GIVEN TEXT:
+++++

In the United Kingdom, the film was originally cut in order to receive an adults-only X certificate; all cuts were waived upon re-submission for DVD release in 2007.

== Home media ==
Paramount Home Entertainment released The Possession of Joel Delaney on VHS in 1991. The film remained unreleased in other formats until June 2008, when Paramount issued it for the first time on DVD in conjunction with Legend Films. In August 2021, the Australian company Via Vision Entertainment announced they would be releasing the film for the first time on Blu-ray through their Imprint films series on November 24, 2021. This release was slightly edited from the theatrical version. In January 2025, Vinegar Syndrome announced they were preparing an Ultra HD Blu-ray edition of the film, uncut and newly remastered under license from Paramount, for release the following month. This marked the film's North American debut on both HD and 4K formats.

==Reception==
===Box office===
In her biography of Shirley MacLaine, writer Patricia Erens noted that The Possession of Joel Delaney was a box-office disappointment for Paramount Pictures.

===Critical response===
The Possession of Joel Delaney received mixed to negative reviews, though some critics appreciated its social commentary on class issues. And while MacLaine's performance was largely regarded as an asset, some reviewers blasted the film's negative portrayal of Puerto Rican religious cultism. Roger Ebert thought the film was "badly put together, with little feeling for suspense." He gave it a rating of two out of four stars. Candice Russell of the Miami Herald felt the screenplay was underdeveloped, despite the film's "keen performances, Hussein's crisp direction, and clean, often-eerie photography. The fault here lies with the screenplay, and not with its execution." The British film publication Sight and Sound called it a "grim and gratuitously nasty voodoo drama"

+++++

PROBLEM 1: In the film's critical response section, who are the critics or publications whose opinions of the film are quoted?
PROBLEM 2: Carry on with the text about the film's reception, picking up after its last sentence.
The following items were taken from a different source.

+++++

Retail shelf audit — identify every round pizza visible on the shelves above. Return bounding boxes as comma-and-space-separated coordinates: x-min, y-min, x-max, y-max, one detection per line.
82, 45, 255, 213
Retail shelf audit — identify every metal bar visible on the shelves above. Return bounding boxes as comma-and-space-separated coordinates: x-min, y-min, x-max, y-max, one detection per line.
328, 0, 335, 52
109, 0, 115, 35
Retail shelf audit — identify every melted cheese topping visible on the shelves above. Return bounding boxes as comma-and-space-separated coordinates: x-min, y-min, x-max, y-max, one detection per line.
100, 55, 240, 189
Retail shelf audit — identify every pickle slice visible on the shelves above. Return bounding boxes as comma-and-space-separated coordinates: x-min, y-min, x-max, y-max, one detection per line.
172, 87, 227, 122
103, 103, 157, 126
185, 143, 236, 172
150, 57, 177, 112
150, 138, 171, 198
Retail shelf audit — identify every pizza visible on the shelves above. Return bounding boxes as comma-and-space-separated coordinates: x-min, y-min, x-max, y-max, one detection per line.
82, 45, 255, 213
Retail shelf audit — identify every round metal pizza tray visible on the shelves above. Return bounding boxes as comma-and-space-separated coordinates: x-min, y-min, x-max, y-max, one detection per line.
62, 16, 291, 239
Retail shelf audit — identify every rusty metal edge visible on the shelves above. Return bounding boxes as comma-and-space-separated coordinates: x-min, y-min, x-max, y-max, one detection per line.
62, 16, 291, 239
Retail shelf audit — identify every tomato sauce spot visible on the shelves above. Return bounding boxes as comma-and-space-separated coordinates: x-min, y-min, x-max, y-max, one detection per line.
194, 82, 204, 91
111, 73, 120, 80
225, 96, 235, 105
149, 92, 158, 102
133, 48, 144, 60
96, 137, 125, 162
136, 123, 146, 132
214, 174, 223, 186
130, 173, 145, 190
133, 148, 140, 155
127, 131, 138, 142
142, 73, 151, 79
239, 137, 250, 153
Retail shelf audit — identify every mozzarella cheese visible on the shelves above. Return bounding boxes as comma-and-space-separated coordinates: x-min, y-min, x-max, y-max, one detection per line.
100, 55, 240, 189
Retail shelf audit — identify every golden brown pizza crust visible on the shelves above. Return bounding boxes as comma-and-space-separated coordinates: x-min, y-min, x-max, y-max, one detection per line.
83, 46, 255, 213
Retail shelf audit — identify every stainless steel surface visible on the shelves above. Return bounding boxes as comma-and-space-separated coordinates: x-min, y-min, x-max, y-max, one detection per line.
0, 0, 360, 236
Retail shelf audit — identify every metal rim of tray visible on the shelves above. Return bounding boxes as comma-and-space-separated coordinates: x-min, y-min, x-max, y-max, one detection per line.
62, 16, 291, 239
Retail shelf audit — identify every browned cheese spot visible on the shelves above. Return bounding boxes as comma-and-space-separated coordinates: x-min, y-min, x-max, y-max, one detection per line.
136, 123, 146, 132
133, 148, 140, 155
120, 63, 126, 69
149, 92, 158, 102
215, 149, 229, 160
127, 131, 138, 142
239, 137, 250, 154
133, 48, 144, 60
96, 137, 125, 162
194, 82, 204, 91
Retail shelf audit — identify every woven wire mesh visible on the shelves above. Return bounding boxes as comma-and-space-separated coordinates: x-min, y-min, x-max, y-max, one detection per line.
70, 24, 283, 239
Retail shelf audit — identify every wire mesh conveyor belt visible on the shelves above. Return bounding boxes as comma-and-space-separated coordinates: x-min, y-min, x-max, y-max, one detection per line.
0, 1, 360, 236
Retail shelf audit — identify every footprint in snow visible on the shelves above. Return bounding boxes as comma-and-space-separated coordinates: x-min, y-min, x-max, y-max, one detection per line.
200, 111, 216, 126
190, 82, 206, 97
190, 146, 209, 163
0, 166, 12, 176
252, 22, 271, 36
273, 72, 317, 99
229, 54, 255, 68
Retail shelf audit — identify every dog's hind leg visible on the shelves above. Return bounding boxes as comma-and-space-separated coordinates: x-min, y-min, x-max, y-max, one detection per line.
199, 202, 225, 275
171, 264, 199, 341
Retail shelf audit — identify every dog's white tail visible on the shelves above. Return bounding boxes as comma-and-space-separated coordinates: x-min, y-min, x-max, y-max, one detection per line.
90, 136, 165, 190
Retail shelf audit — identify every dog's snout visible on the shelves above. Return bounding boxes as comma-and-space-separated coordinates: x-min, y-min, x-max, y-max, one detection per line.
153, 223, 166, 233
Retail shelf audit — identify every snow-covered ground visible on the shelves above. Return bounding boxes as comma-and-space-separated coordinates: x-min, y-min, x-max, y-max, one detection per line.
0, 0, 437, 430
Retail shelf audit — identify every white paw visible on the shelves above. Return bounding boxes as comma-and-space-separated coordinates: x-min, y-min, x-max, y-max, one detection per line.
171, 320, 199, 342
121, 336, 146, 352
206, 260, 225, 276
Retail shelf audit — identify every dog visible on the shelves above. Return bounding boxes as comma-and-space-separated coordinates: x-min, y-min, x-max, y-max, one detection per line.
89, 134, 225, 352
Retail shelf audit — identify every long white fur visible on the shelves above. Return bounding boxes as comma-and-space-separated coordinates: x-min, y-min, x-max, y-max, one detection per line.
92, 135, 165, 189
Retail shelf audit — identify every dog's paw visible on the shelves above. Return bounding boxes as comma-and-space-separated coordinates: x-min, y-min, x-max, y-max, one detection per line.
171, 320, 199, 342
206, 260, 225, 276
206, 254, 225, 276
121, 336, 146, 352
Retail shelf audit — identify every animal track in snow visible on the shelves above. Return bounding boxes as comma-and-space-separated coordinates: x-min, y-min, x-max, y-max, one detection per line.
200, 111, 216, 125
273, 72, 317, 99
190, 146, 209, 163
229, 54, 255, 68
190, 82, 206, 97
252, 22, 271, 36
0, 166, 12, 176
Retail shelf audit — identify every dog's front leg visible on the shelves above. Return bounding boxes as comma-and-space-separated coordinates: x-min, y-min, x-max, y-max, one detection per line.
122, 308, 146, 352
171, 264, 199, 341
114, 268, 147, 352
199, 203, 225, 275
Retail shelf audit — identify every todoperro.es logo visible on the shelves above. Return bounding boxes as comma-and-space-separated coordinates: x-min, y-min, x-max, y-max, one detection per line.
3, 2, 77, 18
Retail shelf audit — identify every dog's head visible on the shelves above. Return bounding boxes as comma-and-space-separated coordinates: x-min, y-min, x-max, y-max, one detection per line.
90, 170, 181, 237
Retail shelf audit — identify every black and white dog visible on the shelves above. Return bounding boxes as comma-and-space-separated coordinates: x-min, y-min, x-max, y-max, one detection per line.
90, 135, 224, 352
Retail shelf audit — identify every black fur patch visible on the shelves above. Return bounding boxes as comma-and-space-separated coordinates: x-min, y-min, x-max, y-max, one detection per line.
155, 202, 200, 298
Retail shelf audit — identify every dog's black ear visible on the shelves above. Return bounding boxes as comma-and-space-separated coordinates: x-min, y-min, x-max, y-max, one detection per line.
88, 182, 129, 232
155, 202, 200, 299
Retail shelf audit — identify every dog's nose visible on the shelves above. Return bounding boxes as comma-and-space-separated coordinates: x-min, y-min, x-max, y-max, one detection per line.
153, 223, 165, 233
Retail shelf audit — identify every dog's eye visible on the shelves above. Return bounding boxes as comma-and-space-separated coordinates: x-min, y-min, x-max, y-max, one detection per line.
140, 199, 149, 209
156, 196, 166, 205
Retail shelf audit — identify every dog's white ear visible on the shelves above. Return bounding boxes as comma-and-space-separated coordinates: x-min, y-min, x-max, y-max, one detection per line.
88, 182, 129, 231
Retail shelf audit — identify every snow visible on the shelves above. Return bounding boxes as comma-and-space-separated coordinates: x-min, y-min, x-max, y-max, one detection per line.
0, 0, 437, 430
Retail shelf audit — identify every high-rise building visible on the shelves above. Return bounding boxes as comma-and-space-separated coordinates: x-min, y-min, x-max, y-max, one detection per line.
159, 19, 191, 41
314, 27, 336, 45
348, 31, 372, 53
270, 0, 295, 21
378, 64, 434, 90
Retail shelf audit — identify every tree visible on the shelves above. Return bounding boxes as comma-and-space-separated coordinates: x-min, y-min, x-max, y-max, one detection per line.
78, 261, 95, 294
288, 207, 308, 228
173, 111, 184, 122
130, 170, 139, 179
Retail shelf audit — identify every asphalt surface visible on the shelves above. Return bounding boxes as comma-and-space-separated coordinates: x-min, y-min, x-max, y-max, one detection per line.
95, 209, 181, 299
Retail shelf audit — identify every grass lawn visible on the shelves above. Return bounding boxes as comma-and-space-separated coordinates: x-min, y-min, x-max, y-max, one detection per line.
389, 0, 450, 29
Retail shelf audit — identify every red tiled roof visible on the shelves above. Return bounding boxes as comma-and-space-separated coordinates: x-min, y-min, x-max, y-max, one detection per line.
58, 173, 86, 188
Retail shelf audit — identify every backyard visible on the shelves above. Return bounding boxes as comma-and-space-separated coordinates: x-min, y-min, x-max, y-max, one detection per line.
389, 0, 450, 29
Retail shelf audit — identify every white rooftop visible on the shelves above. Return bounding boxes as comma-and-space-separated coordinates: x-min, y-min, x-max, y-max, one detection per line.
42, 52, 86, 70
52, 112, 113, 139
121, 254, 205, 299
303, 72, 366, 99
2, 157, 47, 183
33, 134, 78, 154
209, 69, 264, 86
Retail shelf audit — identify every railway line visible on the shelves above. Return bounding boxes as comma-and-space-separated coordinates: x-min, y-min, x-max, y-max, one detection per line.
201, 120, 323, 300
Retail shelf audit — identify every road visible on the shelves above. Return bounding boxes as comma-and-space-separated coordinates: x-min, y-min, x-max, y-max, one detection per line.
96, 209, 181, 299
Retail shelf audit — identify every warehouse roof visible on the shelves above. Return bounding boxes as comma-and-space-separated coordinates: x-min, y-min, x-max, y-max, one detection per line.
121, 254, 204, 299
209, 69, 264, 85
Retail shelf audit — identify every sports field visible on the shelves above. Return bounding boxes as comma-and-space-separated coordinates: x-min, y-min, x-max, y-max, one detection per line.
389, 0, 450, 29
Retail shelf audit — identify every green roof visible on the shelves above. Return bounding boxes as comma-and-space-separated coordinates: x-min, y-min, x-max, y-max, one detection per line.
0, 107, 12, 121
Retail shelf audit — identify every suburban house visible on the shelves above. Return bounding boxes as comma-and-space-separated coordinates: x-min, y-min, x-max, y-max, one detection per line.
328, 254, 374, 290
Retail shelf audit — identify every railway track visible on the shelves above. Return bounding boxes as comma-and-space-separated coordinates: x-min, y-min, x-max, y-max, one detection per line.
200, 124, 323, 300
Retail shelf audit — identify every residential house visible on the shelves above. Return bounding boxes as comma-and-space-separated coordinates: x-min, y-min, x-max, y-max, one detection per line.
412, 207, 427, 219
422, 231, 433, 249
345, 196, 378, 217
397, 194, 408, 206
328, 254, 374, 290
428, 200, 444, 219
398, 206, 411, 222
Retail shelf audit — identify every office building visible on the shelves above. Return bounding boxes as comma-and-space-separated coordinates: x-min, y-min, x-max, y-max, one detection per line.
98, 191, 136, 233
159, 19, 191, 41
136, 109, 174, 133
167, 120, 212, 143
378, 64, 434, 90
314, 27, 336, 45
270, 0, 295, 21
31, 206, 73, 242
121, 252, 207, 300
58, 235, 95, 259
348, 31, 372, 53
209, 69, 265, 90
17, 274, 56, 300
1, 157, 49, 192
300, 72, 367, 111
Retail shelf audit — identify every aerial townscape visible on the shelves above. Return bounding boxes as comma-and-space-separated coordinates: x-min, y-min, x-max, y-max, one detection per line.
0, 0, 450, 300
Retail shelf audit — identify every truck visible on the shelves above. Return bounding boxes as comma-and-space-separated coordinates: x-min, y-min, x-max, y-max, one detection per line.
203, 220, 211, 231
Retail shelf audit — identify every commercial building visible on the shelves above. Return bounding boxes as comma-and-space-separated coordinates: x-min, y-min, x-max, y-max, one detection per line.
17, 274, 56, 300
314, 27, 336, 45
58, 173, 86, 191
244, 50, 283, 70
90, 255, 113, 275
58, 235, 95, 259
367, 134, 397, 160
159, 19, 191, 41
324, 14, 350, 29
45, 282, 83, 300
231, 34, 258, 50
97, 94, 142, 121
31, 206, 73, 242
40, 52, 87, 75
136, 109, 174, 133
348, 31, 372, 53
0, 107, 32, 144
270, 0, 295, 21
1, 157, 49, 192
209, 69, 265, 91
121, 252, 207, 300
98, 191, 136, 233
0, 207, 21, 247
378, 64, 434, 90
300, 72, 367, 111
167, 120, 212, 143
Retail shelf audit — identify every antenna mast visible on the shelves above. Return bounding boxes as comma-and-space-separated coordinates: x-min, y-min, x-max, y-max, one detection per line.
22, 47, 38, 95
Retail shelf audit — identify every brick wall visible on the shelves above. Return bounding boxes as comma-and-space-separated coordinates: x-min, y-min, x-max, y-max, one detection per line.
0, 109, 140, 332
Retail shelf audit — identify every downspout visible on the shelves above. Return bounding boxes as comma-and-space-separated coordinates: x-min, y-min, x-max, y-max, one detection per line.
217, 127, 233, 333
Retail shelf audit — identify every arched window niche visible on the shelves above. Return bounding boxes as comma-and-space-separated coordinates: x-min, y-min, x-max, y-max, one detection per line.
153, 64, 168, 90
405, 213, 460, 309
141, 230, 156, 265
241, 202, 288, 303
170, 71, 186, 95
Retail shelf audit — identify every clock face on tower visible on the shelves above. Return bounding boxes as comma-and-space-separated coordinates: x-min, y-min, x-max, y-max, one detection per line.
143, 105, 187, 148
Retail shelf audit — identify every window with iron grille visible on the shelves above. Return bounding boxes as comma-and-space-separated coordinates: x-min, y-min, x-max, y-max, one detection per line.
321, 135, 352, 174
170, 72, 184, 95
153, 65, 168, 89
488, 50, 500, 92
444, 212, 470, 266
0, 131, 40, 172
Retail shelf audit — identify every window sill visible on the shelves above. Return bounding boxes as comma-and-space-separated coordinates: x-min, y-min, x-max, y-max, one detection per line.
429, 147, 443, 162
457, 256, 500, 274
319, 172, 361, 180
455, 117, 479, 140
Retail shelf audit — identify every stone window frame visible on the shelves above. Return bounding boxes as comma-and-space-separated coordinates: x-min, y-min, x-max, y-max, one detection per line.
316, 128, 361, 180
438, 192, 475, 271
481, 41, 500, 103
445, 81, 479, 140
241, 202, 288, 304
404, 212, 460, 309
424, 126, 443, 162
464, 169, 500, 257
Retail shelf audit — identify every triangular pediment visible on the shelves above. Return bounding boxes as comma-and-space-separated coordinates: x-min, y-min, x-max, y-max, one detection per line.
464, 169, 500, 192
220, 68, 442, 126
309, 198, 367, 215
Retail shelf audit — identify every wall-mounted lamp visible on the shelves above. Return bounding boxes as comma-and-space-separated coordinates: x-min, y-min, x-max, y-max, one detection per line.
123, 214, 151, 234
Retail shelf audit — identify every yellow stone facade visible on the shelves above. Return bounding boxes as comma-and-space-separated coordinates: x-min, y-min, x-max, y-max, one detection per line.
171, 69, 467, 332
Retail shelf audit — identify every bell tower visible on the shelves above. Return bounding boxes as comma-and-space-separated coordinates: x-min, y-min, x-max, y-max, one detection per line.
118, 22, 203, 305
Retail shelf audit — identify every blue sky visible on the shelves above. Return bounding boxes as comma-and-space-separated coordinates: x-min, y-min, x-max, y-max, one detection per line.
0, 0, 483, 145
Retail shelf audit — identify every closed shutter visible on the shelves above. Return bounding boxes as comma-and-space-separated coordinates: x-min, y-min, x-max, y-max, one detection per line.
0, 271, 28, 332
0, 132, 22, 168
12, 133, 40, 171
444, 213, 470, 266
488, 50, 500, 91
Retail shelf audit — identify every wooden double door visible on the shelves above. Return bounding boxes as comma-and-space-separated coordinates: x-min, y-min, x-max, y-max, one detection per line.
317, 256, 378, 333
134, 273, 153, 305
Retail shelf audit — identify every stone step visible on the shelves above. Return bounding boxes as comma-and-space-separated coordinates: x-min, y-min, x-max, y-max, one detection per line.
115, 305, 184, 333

+++++

WRITTEN ANSWER 1: Roger Ebert, Candice Russell of the Miami Herald, and Sight and Sound.

WRITTEN ANSWER 2:
Kevin Thomas of the Los Angeles Times gave the film a favorable review, praising director Hussein's use of film locations and its "perceptive and subtle" cultural observations, summarizing it as "a unique and provocative film, harrowing and at times grisly, that demands a great deal of the viewer's imagination." Wanda Hale of The New York Daily News praised the actors, especially MacLaine whose role tested her "dramatic ability...She gives a remarkably fine performance." Hale also applauded the film's depiction of class disparity among New York residents. Variety also praised MacLaine's performance as "riveting."

In Britain, critic Derek Malcolm compared the film's gratuitousness to that of Sam Peckinpah's Straw Dogs (1971) in that it "sits up and begs for trouble. It [features] violence and ultimately rubs our noses in it. I've no doubt at all that many will think it meretricious garbage. I've also no doubt at all that it is the most powerful piece of filmmaking Hussein has yet shown us." Like Hale, Malcolm wrote favorably of the film's social commentary and concluded that the film "deserves to be noticed in a different context to that in which it will undoubtedly be advertised."

However, Time Out Film Guide attacked the film for its "slick racial moralizing [and] its mumbo-jumbo in which shrieking Puerto Ricans try to exorcize the devil...what you come away with is an alarmist message saying 'Keep New York White'." TV Guide also gave the film an unfavorable review, deeming it "bad taste, overwrought, and claptrap."